• TASKS TO PERFORM:
[1] According to the article on the South Australian nurse survey, what percentage of nurses reported working unpaid overtime?
[2] Summarize the article on the South Australian nurse survey in two sentences.
----- TEXT BLOCK -----
Nurses are feeling burnt out as they work unpaid overtime, including double shifts, with more than half planning to leave the industry within five years, a new survey in South Australia has revealed.
The survey of 3000 nurses over a six-week period in May and June came as the state's health system is under increasing pressure from the COVID-19 pandemic prompting unprecedented levels of fatigue, the Australian Nursing and Midwifery Federation says.
It found that 70 per cent reported working unpaid overtime while 56 per cent of nurses intended to leave at a time when public health was already dangerously understaffed, under-resourced and struggling to cope with demand.
"We are facing a generational loss of younger nurses and midwives because of the pressure placed on them by the system to work in such demanding and fatiguing environments,'' SA branch chief executive Elizabeth Dabars said.
"We have grave concerns for workforce capacity in the future which is intrinsically linked to burnout and fatigue."
Ms Dabars said Health Workforce Australia in 2014 projected a national shortfall of about 85,000 nurses and midwives by 2025 and 123,000 nurses and midwives by 2030 yet there was nothing being done to build the future workforce.
"Much of the fatigue being experienced now has arisen from shortages in the workforce, not due to COVID alone but through health system managers and governments being asleep at the wheel," she said.
"Less than half of graduates from our universities are able to enter into graduate programs within the public health system, meaning that we run the risk of losing them to interstate or overseas employment.
"We have clear shortages in areas such as mental health, critical care, emergency nursing, peri-operative care and midwifery.
"The chronic issue of fatigue and burnout amongst nurses and midwives has never been in such urgent need of redress as it is right now."
Health Minister Stephen Wade said pressures on the health system and the workforce were being seen right across the country.
"Whether it's a low COVID state or an outbreak state, there's been significant demands on the hospital network," he said.
The minister said efforts were already underway to recruit an extra 150 nurses in the Central Adelaide Local Health Network.
"We take the workforce needs very seriously," he said.
Premier Steven Marshall said all nurses had done a fantastic job in keeping South Australians safe during the pandemic.
"They've had to work long hours. This is the same situation right around the country, right around the world," he said.
"Health professionals are in short supply."
----- LISTED RECORDS -----
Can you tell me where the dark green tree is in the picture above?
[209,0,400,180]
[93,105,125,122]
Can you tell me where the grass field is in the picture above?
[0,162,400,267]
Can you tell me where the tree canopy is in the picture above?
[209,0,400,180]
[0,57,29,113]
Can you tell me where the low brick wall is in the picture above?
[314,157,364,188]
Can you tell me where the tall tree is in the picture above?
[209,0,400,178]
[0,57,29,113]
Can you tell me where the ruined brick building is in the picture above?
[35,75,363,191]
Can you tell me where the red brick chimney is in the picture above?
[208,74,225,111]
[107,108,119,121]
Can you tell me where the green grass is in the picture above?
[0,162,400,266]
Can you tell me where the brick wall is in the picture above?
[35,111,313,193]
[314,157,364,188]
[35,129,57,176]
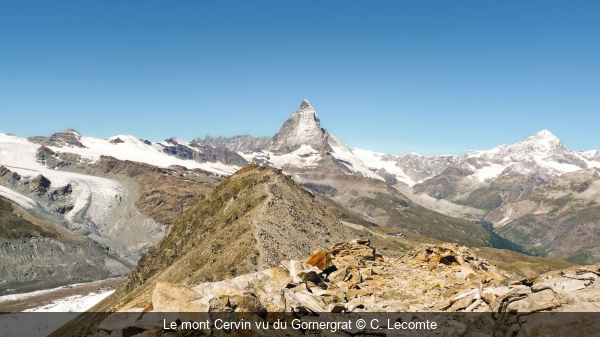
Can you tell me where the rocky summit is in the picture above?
[74,239,600,336]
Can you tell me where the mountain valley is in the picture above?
[0,101,600,304]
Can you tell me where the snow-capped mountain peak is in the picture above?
[269,100,328,154]
[515,130,567,154]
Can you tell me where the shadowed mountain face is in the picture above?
[413,130,600,263]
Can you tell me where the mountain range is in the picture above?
[0,101,600,292]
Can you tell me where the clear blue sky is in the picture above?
[0,0,600,155]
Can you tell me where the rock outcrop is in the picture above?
[88,239,600,336]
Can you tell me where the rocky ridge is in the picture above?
[88,239,600,336]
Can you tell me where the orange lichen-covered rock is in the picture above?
[306,250,333,270]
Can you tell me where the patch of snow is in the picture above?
[352,149,418,187]
[328,133,384,180]
[64,135,240,175]
[467,164,508,182]
[24,290,115,312]
[0,186,37,209]
[0,134,122,221]
[262,145,321,168]
[0,290,114,337]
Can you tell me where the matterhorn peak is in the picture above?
[300,100,314,110]
[523,130,562,147]
[269,100,328,153]
[529,129,557,139]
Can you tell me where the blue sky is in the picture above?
[0,0,600,155]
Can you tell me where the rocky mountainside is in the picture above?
[352,149,459,187]
[54,239,600,336]
[413,130,600,263]
[100,165,355,307]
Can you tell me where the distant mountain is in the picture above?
[190,135,271,152]
[413,130,600,263]
[352,149,459,186]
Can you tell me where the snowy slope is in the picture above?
[0,186,36,209]
[0,134,122,221]
[461,130,600,182]
[55,135,239,175]
[352,149,458,187]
-----
• ANSWERS BY ITEM:
[1] 70 per cent.

[2] A survey of 3000 nurses in South Australia found that 70 per cent work unpaid overtime and 56 per cent intend to leave, as the state's health system faces pressure from the COVID-19 pandemic and understaffing. SA branch chief executive Elizabeth Dabars warned of a generational loss of younger nurses and midwives and said nothing was being done to build the future workforce, while Health Minister Stephen Wade and Premier Steven Marshall said the pressures were being seen across the country, and the minister pointed to efforts to recruit an extra 150 nurses.